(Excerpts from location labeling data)
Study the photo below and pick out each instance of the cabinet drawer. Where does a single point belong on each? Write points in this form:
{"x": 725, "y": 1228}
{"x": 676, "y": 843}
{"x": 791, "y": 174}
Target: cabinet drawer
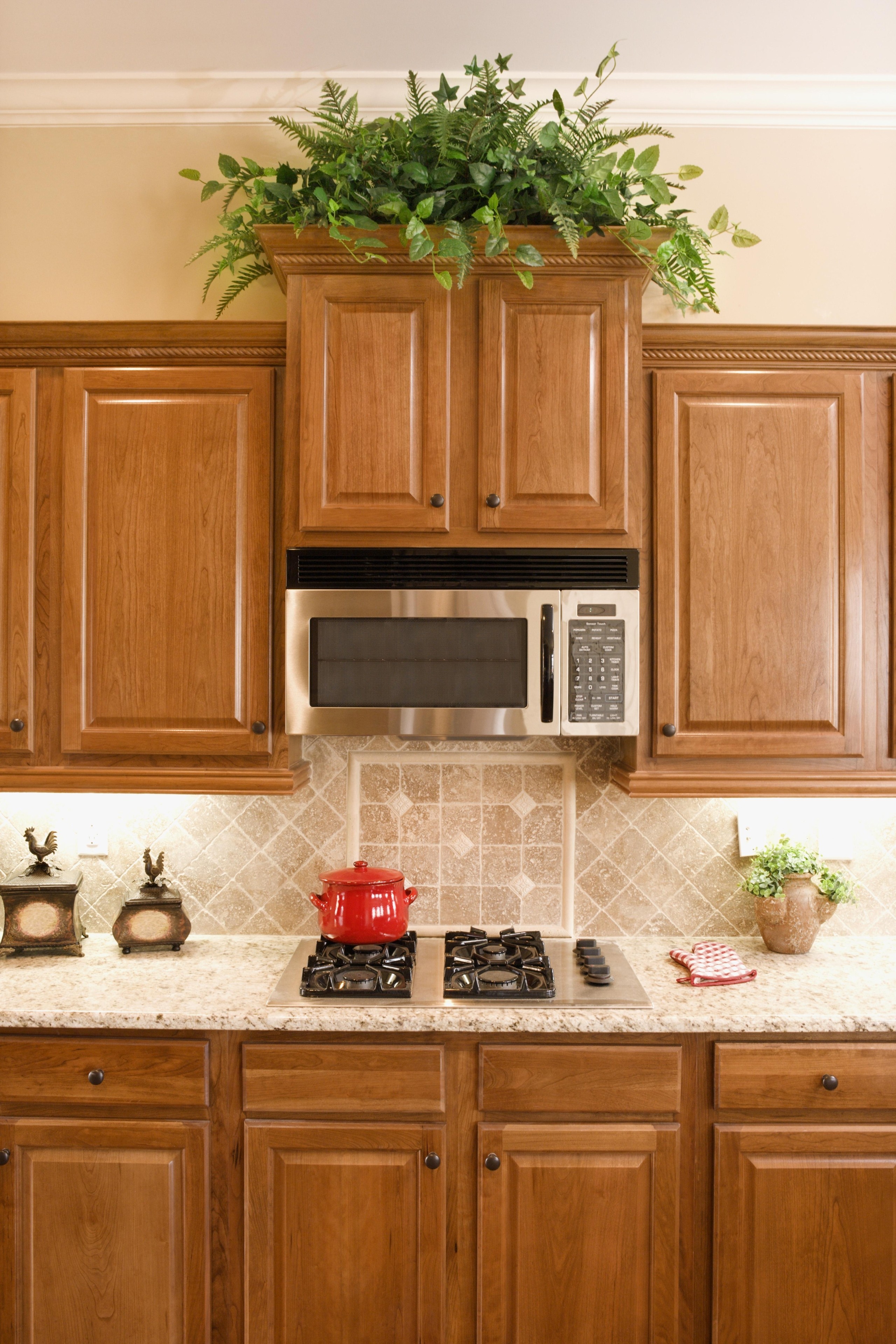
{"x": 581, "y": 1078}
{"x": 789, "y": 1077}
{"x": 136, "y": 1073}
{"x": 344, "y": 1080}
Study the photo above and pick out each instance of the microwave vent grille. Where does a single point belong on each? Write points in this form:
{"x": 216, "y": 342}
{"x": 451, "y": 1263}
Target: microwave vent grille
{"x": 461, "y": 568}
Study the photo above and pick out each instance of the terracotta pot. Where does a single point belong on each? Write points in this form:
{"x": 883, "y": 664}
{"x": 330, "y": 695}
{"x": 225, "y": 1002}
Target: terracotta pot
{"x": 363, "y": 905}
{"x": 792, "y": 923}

* * *

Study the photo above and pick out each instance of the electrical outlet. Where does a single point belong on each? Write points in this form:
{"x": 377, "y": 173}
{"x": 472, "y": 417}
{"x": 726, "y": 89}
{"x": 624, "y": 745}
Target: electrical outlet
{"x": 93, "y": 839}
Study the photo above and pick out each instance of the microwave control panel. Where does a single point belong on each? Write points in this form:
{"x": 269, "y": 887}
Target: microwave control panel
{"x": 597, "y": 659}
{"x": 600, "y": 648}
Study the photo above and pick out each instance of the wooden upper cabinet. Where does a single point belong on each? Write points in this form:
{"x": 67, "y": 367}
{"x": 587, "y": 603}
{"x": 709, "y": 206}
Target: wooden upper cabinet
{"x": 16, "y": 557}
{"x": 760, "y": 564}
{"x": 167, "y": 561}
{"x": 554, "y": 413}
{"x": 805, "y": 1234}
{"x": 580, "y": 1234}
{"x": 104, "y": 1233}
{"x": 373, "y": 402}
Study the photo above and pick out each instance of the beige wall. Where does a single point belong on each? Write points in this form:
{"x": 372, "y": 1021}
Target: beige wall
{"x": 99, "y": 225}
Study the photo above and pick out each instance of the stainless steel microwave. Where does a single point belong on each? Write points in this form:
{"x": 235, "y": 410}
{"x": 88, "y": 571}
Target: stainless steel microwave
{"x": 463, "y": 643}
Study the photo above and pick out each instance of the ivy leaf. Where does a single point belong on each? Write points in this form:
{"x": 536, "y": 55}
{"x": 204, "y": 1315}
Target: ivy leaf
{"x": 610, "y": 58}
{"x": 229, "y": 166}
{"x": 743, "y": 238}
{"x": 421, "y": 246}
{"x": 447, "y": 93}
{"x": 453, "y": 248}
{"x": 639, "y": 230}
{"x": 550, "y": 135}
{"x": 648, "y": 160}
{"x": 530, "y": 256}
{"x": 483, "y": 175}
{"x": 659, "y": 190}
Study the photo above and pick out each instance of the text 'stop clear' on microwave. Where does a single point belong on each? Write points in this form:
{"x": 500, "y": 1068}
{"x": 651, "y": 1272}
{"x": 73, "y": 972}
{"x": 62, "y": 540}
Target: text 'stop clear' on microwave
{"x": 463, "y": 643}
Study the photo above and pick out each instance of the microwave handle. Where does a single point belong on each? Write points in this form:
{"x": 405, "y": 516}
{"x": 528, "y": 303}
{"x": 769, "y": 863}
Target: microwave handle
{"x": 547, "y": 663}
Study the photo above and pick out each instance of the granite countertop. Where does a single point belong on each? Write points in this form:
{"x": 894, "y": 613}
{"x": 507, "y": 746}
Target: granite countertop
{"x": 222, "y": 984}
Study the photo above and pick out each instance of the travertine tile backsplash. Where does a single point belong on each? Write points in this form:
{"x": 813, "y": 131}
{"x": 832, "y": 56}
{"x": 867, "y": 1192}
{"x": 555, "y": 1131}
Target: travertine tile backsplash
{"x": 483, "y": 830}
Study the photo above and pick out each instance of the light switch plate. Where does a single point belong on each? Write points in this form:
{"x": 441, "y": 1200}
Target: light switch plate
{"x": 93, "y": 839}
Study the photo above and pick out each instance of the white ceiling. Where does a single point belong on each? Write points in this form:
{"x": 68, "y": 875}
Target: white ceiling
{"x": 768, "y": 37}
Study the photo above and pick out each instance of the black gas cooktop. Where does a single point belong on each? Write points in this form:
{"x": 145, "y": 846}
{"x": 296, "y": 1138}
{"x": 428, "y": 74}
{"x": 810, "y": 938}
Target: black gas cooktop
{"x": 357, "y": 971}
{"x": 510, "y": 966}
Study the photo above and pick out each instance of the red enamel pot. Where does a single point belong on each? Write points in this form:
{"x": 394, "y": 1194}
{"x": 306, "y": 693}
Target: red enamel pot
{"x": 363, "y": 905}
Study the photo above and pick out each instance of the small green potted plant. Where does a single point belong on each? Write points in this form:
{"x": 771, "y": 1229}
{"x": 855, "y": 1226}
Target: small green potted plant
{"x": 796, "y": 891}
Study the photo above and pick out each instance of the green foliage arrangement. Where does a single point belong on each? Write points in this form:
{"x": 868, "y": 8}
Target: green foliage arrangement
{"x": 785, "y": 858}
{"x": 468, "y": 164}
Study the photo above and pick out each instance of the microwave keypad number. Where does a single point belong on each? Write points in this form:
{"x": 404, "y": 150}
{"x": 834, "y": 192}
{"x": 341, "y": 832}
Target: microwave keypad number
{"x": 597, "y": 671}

WHAT IS ASKED:
Can you return, word for word, the lines of the material from the line containing "of the electrical" through the line containing "Target: electrical outlet", including both of those lines?

EXERCISE RESULT:
Study the photo above and pick out each instance of the electrical outlet. Where does a single point belong on each? Write points in this form:
{"x": 377, "y": 173}
{"x": 472, "y": 417}
{"x": 726, "y": 89}
{"x": 624, "y": 745}
Target: electrical outlet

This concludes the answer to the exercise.